(Dataset entries)
────────

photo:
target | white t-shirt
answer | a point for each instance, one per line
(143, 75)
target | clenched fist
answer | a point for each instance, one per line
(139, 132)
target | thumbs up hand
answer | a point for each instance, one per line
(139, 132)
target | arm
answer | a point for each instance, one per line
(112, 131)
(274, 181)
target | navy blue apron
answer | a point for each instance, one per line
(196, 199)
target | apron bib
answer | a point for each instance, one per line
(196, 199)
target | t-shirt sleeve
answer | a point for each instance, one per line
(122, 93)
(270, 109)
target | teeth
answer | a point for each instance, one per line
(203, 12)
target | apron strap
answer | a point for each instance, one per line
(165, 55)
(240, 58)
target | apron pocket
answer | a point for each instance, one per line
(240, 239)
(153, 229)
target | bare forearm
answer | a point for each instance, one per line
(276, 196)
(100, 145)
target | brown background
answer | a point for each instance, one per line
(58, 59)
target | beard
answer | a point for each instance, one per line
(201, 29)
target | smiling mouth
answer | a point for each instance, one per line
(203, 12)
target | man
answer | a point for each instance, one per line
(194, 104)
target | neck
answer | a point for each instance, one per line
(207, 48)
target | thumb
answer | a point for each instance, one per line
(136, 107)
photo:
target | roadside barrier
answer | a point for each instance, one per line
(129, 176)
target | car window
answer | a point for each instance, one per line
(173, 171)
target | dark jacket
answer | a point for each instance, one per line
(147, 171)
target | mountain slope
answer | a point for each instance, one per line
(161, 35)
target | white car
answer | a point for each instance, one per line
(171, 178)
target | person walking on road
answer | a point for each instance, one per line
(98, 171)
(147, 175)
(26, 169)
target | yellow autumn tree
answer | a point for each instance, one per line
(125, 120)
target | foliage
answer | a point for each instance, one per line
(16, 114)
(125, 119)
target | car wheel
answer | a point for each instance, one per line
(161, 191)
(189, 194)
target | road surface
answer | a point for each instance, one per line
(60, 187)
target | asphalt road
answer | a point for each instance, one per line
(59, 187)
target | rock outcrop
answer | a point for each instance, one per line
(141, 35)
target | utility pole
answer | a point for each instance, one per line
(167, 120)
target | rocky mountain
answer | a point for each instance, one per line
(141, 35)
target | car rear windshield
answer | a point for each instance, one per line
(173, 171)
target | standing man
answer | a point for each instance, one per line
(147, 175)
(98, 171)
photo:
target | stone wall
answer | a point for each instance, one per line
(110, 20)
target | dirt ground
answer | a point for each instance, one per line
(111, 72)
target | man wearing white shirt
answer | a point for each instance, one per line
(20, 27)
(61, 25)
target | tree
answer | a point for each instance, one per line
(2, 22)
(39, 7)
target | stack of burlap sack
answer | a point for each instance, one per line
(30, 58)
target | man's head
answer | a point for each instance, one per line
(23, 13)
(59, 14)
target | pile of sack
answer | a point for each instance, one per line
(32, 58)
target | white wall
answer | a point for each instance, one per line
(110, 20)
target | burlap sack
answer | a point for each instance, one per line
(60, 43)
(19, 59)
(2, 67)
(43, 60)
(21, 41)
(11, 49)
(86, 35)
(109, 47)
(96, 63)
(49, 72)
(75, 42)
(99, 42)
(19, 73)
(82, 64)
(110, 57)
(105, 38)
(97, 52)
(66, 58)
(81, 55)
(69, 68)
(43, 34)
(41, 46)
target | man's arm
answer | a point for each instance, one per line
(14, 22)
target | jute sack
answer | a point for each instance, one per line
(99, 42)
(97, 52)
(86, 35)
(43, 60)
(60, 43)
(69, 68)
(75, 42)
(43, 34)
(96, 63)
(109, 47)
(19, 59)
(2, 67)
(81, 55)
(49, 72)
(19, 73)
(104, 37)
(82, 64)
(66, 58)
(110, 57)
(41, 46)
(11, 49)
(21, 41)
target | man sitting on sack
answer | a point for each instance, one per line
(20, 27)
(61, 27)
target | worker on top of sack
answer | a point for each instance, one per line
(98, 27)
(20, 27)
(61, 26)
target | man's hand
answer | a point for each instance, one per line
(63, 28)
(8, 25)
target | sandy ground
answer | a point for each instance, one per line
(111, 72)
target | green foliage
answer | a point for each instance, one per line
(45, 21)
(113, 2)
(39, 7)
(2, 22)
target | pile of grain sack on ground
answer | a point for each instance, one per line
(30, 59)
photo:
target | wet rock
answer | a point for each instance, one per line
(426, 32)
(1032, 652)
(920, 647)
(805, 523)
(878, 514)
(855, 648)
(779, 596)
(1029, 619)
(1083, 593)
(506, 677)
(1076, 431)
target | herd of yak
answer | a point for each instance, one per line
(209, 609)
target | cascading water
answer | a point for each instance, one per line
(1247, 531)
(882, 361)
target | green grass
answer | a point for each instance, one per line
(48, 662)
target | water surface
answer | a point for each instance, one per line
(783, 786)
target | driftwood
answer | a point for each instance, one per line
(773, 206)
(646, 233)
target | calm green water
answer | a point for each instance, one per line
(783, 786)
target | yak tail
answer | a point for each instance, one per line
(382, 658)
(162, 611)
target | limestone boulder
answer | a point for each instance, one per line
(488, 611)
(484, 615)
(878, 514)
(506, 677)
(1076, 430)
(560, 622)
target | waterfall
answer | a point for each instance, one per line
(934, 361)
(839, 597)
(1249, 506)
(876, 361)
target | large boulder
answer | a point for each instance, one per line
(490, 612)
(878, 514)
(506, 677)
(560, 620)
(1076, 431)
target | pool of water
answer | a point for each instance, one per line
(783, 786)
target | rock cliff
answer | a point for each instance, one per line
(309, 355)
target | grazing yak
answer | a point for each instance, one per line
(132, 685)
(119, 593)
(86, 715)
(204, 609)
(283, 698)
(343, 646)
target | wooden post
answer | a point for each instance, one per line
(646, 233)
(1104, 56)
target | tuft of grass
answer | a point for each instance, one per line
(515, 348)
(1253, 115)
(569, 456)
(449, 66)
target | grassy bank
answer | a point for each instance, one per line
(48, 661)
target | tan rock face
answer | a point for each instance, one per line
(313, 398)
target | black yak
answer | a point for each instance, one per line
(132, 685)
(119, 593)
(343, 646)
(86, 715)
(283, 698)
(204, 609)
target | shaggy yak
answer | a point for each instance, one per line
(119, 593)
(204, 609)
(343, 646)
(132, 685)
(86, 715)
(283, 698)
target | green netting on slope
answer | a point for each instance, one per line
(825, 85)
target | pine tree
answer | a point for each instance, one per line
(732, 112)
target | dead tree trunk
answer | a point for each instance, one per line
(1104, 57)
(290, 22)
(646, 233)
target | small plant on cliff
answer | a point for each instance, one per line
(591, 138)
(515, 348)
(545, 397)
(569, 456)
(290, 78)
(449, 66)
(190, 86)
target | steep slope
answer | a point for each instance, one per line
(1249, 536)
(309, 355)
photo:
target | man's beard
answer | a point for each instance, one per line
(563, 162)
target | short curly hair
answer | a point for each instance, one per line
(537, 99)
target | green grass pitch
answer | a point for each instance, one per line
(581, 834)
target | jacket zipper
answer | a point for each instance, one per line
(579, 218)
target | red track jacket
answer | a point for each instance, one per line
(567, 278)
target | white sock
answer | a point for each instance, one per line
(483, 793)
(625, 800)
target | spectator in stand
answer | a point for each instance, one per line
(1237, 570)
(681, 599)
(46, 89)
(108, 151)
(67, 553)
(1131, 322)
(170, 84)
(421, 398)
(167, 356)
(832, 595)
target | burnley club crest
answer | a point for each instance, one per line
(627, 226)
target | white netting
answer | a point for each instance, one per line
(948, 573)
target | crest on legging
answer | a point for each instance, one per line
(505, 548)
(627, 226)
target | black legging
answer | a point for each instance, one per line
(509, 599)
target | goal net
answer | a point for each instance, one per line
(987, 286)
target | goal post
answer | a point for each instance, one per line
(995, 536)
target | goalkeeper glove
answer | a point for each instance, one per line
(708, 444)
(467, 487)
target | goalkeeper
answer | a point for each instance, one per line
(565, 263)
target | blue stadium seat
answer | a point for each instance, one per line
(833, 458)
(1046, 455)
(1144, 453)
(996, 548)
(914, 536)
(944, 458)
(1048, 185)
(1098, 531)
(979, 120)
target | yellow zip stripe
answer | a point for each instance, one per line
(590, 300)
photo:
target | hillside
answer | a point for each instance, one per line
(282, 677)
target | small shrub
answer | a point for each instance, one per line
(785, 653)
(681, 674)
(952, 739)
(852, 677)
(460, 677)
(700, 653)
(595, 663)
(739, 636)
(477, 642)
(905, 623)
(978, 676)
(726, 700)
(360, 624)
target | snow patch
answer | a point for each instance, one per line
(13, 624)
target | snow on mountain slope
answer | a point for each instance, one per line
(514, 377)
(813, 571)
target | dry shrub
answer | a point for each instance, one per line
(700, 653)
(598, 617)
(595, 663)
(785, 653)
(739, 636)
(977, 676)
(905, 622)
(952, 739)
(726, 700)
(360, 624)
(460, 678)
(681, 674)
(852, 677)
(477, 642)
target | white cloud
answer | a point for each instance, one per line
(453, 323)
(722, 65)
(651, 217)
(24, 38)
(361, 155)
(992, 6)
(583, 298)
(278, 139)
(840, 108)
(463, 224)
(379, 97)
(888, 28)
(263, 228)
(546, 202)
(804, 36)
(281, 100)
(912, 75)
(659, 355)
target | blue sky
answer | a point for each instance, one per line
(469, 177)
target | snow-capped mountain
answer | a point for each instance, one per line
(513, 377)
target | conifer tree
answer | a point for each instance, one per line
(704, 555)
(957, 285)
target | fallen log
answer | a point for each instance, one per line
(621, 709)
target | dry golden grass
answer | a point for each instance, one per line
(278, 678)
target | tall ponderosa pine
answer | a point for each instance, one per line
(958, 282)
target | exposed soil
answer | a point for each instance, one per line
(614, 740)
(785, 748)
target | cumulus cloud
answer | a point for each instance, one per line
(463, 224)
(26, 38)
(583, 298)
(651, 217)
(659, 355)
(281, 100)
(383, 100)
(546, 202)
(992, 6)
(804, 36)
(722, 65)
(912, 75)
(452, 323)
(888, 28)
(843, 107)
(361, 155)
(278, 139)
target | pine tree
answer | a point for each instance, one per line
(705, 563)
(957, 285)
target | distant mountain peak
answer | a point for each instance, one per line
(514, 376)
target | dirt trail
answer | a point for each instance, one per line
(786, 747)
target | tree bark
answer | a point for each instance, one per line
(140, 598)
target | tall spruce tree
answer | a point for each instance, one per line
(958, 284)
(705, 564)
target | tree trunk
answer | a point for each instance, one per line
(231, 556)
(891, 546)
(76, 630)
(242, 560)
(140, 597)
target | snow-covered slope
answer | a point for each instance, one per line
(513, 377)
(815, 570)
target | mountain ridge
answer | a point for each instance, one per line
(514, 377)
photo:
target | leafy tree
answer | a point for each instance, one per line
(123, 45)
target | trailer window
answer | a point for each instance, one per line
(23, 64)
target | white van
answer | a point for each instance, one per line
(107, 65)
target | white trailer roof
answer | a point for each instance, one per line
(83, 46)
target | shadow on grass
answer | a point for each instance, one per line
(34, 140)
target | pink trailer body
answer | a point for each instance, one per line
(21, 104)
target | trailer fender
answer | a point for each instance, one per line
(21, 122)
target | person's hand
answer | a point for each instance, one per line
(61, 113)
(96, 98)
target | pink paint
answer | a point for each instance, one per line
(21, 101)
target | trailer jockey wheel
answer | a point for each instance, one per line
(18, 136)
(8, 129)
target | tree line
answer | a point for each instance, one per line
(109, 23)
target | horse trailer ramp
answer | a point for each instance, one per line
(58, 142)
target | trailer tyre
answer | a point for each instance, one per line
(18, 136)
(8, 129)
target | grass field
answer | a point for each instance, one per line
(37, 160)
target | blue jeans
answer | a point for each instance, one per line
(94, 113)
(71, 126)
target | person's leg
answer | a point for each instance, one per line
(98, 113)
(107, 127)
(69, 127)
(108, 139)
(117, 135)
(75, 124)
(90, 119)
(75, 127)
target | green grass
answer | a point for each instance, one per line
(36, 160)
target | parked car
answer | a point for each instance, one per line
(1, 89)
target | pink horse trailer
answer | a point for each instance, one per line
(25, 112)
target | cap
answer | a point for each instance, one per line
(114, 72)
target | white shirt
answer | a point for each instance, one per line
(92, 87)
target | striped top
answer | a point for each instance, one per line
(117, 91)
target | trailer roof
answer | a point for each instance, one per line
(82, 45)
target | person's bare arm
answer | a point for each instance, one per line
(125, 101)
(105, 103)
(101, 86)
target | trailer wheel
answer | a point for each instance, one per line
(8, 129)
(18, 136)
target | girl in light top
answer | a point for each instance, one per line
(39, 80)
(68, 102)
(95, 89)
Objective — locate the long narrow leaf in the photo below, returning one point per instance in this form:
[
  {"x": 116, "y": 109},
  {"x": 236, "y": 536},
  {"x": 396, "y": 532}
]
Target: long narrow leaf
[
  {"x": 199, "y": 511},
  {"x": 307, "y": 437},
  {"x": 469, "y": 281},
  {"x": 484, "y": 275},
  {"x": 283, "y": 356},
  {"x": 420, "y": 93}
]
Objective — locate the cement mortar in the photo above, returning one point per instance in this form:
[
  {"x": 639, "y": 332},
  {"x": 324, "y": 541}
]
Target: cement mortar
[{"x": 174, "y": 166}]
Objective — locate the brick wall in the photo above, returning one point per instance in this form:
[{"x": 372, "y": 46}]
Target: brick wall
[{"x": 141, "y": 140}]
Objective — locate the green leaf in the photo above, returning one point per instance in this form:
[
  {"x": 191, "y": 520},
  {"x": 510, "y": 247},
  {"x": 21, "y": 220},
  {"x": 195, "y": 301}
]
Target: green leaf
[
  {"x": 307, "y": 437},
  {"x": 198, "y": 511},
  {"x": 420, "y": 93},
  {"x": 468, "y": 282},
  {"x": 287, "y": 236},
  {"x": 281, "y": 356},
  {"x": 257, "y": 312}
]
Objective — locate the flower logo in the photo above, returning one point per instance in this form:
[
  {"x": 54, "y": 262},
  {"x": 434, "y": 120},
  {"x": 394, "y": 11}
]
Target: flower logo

────────

WHAT YOU WILL DO:
From the records above, reproduce exactly the lines from the one with "target | man's head" to the one with "target | burlap sack", both included, and no others.

ANSWER FOR THE TASK:
target | man's head
answer | a point for each instance, one per line
(23, 13)
(59, 14)
target | pile of sack
answer | a point for each instance, one per line
(32, 58)
target | white wall
answer | a point for each instance, one per line
(110, 20)
target | burlap sack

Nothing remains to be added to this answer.